COMPITO ASSEGNATO 1 — Nel brano, che cosa succede a chi se ne sta a lungo costretto in posizioni non naturali?

BRANO —
■ ■ ■ ■ ■ ■ ■

Di una vita che nemmeno doveva interrogarsi, sul senso: nascevi e lavoravi, crescevi e lavoravi, ti sposavi e lavoravi, mettevi al mondo dei figli e lavoravi, invecchiavi e lavoravi, morivi infine e via, nelle grandi braccia accoglienti di Nostro Signore Iddio. Dovevi solo essere buono.

Sarebbe stato il sorriso stupido e vacuo dell'ebete, ma sarebbe stato comunque un sorriso.
(Mi verrebbe da notare che molti invece lamentano il fatto opposto, che in questa società non ci è dato che accettare il senso che l'ordinamento stesso ha stabilito, che l'uomo non può uscirne ma deve obbedire e seguire il nastro trasportatore costruito per lui. Ma facciamo che non lo noto).
E dire che io credevo fosse il caso di fare un minimo di festa, con tanto di trombette, per questa "conquista". Che valesse la pena fare qualche capriola di giubilo (prima di recuperare il dovuto aplomb, ovviamente) per il fatto di non essere più costretti a dover accettare un senso costruito a scatola chiusa, che ci fosse una buona volta concesso il lusso di trovarcelo da noi un senso, di indagare, ricostruire, esplorare e scoprire. Mi sembrava fosse una libertà non di poco conto; e se ha un peso, beh, allora? Era forse scritto da qualche parte che non dovesse averlo? Mi sembrava carino, che ognuno potesse cercare e trovare il proprio senso, e che alla luce delle ricerche, dei pensieri e delle indagini, si potesse scegliere perfino un senso sensato, rispetto a quei sensi sbilenchi che erano stati rifilati a miliardi prima di noi. E, se alla fine del giro in giostra, fosse saltato fuori che un senso non esiste in fondo, non è che forse possiamo rallegrarci di aver scoperto questo dato di fatto, invece di starcene tutti scomodi compressi dentro un senso fittizio? Guarda che a starsene a lungo costretti in posizioni non naturali se ne viene fuori tutti anchilosati.

■ ■ ■ ■ ■ ■ ■

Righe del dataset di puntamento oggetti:
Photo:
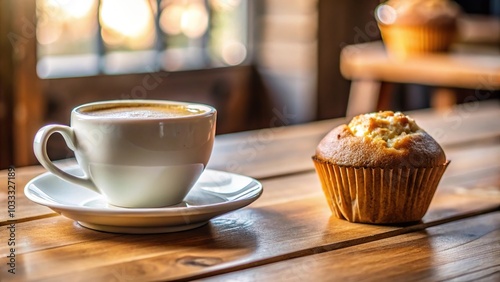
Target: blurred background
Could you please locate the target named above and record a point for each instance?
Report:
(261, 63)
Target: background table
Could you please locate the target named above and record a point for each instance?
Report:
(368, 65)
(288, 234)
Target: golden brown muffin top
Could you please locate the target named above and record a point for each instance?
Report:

■ ■ ■ ■ ■ ■ ■

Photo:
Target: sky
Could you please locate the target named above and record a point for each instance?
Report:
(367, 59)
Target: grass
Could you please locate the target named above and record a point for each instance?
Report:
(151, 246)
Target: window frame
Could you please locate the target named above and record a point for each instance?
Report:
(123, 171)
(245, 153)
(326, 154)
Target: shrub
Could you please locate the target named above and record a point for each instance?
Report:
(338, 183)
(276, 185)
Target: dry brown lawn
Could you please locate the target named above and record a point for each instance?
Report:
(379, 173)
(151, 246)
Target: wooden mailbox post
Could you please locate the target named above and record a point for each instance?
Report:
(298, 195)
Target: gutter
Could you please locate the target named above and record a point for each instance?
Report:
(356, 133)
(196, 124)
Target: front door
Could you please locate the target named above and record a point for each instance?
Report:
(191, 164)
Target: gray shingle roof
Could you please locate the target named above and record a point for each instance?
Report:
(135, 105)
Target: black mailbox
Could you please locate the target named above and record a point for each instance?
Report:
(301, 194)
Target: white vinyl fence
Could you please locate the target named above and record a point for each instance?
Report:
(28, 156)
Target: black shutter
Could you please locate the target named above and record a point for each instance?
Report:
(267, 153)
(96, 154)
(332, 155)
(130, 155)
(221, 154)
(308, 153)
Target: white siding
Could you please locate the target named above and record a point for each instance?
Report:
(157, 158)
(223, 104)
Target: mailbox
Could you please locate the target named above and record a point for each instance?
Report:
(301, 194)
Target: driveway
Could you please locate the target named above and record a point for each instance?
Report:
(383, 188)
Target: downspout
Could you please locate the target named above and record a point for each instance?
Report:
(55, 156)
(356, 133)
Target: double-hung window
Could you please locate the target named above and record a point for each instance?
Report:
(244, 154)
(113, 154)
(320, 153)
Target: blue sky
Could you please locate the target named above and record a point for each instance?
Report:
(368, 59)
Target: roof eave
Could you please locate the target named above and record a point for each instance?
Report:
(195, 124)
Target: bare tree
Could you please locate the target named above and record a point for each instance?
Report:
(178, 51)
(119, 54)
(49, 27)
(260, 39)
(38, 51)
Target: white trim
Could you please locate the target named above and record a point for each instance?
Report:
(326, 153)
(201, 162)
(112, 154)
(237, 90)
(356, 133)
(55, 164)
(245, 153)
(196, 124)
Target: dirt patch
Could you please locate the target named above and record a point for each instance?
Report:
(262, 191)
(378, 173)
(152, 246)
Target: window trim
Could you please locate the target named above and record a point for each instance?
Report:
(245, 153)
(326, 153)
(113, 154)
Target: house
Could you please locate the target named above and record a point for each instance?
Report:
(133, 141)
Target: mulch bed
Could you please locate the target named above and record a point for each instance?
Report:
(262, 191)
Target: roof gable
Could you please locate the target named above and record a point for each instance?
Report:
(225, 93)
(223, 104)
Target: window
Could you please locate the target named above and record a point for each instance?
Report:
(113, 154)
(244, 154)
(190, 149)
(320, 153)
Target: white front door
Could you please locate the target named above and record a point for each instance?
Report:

■ ■ ■ ■ ■ ■ ■

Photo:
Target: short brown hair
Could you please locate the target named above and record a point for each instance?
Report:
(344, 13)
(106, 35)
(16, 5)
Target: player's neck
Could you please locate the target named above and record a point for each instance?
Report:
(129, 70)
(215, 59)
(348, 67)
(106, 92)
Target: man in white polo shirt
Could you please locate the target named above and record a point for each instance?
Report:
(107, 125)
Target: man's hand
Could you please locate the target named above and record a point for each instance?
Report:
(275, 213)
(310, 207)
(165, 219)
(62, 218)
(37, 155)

■ ■ ■ ■ ■ ■ ■

COMPITO ASSEGNATO 2 — Trova per favore ogni riga dei record che contiene la parola "roof", tenendo conto di maiuscole e minuscole.

RISPOSTA 1 — Se ne viene fuori tutti anchilosati.

RISPOSTA 2 —
Target: gray shingle roof
Target: roof eave
Target: roof gable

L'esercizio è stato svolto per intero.